Start of Excerpt
After Charter closed the acquisitions of Time Warner Cable and Bright House Networks in May 2016, it moved 30 percent of the customers it acquired onto new pricing plans, resulting in many people paying higher prices. "Before the merger, Charter had about 6.8 million customers; afterward, Charter had 25.4 million customers in 41 states and became the second-largest U.S. cable company after Comcast," reports Ars Technica. From the report: Charter came up with new prices and packages, and many customers saw their bills rise when their previous discounts expired and they were switched to non-promotional pricing. Now, 30 percent of the ex-TWC and ex-Bright House customers are paying different -- and often higher -- prices. Charter CEO Thomas Rutledge provided the update in an earnings call last week (hat tip to FierceCable). According to a Seeking Alpha transcript, Rutledge said: "In June, we finished the rollout of our new pricing, packaging, and branding across our national footprint with the last launch of Spectrum in Hawaii. We now offer a simple, straightforward, high-value product using a consistent and uniform approach across our 50 million passings under one brand, Spectrum. The new product is succeeding with consumers across our footprint. In the second quarter, our customers and PSU [primary service unit] connects were higher year-over-year. And as of the end of the second quarter, 30 percent of Time Warner Cable and Bright House legacy customers were in our new pricing and packaging, up from 17 percent at the end of last quarter. In areas where we've had Spectrum in place for at least three quarters, 43 percent of our residential customers have Spectrum package products."
End of Excerpt
Start of Input rows
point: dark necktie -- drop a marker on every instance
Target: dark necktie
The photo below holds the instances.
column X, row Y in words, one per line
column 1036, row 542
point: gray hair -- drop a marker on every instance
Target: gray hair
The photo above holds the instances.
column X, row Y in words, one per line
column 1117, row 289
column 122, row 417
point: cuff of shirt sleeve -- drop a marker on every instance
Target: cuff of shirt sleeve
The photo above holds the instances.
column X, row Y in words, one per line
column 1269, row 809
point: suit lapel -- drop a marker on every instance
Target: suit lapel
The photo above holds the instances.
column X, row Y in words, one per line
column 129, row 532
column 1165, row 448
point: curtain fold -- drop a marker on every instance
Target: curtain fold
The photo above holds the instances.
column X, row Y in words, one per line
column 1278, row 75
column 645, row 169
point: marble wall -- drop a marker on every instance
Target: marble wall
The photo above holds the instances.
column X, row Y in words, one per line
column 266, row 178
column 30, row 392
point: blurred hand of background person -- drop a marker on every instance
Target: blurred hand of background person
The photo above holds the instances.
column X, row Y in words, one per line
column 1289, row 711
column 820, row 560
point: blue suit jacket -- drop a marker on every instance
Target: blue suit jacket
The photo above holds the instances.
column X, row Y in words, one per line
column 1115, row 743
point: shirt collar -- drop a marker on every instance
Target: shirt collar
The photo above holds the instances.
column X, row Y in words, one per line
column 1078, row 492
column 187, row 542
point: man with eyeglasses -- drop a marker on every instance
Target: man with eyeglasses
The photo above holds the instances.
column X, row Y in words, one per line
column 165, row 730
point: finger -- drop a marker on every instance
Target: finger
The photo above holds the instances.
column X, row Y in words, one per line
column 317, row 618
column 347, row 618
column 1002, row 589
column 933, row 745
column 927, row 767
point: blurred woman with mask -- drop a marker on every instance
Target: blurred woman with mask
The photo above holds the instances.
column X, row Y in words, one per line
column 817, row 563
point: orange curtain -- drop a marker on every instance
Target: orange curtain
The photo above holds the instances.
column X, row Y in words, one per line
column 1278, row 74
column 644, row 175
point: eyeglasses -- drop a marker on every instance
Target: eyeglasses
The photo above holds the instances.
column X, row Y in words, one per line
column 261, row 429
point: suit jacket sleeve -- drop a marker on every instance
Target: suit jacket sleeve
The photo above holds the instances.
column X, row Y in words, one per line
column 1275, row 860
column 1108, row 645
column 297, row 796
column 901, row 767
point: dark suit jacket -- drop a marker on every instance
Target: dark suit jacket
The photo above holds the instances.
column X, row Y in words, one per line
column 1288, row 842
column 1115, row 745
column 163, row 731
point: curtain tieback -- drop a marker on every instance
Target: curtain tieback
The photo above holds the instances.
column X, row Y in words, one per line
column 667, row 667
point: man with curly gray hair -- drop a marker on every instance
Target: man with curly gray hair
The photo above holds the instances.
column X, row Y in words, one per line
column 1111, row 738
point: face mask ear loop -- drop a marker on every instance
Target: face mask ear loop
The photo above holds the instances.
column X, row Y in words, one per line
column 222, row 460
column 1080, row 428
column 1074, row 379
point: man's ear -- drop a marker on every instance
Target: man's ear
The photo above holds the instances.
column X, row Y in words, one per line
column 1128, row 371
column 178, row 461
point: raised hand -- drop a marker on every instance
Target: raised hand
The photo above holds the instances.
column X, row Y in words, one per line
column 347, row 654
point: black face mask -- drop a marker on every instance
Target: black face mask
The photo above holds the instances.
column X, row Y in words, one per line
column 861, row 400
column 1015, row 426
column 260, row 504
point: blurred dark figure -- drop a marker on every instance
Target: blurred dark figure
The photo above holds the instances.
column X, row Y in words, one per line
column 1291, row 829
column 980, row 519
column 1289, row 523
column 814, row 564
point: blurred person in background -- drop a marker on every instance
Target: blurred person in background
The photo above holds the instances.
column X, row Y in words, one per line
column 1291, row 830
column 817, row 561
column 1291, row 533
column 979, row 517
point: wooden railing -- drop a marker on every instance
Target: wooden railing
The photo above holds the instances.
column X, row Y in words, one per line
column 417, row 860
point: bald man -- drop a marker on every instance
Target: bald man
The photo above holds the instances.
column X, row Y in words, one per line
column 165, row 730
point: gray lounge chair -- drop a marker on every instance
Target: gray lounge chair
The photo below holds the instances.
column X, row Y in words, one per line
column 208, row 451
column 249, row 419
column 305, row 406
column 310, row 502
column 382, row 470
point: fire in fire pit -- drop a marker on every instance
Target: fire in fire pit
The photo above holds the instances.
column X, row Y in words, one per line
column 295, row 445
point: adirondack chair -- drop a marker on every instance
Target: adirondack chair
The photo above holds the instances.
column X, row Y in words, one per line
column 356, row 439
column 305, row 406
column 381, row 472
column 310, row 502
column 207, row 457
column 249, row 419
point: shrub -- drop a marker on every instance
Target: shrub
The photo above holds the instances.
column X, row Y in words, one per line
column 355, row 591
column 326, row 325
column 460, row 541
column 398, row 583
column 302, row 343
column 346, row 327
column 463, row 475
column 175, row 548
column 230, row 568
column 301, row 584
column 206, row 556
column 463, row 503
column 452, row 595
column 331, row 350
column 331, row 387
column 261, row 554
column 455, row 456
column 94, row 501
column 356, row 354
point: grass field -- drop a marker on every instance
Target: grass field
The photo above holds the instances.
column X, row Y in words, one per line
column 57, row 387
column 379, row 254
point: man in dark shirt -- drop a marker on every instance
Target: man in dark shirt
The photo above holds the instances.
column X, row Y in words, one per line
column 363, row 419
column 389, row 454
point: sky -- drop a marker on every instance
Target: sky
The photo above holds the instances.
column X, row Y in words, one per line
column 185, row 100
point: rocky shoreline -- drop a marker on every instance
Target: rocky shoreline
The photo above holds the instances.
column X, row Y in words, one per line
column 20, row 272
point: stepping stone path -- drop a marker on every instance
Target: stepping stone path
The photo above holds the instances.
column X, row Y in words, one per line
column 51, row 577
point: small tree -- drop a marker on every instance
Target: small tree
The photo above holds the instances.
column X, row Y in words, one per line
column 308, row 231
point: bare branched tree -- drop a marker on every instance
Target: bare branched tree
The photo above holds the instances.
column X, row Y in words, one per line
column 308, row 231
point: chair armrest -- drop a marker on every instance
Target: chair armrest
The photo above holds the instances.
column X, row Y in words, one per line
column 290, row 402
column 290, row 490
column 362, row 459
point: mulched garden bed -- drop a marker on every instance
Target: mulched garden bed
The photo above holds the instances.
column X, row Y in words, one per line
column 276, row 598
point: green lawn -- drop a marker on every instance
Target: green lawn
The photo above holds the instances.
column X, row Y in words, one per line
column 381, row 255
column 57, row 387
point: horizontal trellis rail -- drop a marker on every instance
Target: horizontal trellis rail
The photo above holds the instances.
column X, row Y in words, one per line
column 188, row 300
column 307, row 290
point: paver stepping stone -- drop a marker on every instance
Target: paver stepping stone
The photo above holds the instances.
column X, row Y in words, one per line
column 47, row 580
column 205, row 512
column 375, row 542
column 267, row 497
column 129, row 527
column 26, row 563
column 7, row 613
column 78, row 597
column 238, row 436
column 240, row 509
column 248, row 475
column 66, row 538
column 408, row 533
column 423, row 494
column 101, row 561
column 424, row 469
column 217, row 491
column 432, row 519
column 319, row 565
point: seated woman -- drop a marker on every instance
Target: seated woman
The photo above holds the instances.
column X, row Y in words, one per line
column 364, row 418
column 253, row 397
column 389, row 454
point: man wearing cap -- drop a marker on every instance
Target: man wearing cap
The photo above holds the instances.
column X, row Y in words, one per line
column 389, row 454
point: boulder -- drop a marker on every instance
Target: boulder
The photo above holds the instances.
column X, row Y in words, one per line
End of Input rows
__Written tasks__
A – Please convert the entries from the line containing "point: suit jacket" through the line containing "column 1074, row 379", both included, into a JSON list of strings with one string per line and no blank lines.
B – Carry on the Charter pricing passage from where it stops.
The Charter pricing passage and the entries come from separate sources.

__Answers to the problems__
A –
[
  "point: suit jacket sleeve -- drop a marker on every instance",
  "Target: suit jacket sleeve",
  "The photo above holds the instances.",
  "column X, row Y in words, one per line",
  "column 1275, row 860",
  "column 1108, row 645",
  "column 297, row 796",
  "column 901, row 767",
  "point: dark suit jacket -- drop a marker on every instance",
  "Target: dark suit jacket",
  "The photo above holds the instances.",
  "column X, row Y in words, one per line",
  "column 1288, row 842",
  "column 1115, row 745",
  "column 163, row 731",
  "point: curtain tieback -- drop a marker on every instance",
  "Target: curtain tieback",
  "The photo above holds the instances.",
  "column X, row Y in words, one per line",
  "column 667, row 667",
  "point: man with curly gray hair -- drop a marker on every instance",
  "Target: man with curly gray hair",
  "The photo above holds the instances.",
  "column X, row Y in words, one per line",
  "column 1111, row 738",
  "point: face mask ear loop -- drop a marker on every instance",
  "Target: face mask ear loop",
  "The photo above holds the instances.",
  "column X, row Y in words, one per line",
  "column 222, row 460",
  "column 1080, row 428",
  "column 1074, row 379"
]

B –
13 of 84 comments (clear)

  1. Degradation of the U.S. culture. by Anonymous Coward · · Score: 3, Insightful

    U.S. companies seem to be competing with each other to be more and more abusive.

    1. Re:Degradation of the U.S. culture. by darkain · · Score: 3, Insightful

      What about internet access? Which other companies are available within these monopoly markets for them to switch to? And considering that basic internet access is a requirement for job applications nowadays, there is no serious way to simply "live without"

    2. Re:Degradation of the U.S. culture. by Sparowl · · Score: 2

      I'm pretty sure "competing" is not something they are interested in - hence the merging of companies.

  2. That's crazy talk by rsilvergun · · Score: 5, Funny

    everybody knows mergers increase innovation which lowers pricing while improving service. Charter told me so before they merged.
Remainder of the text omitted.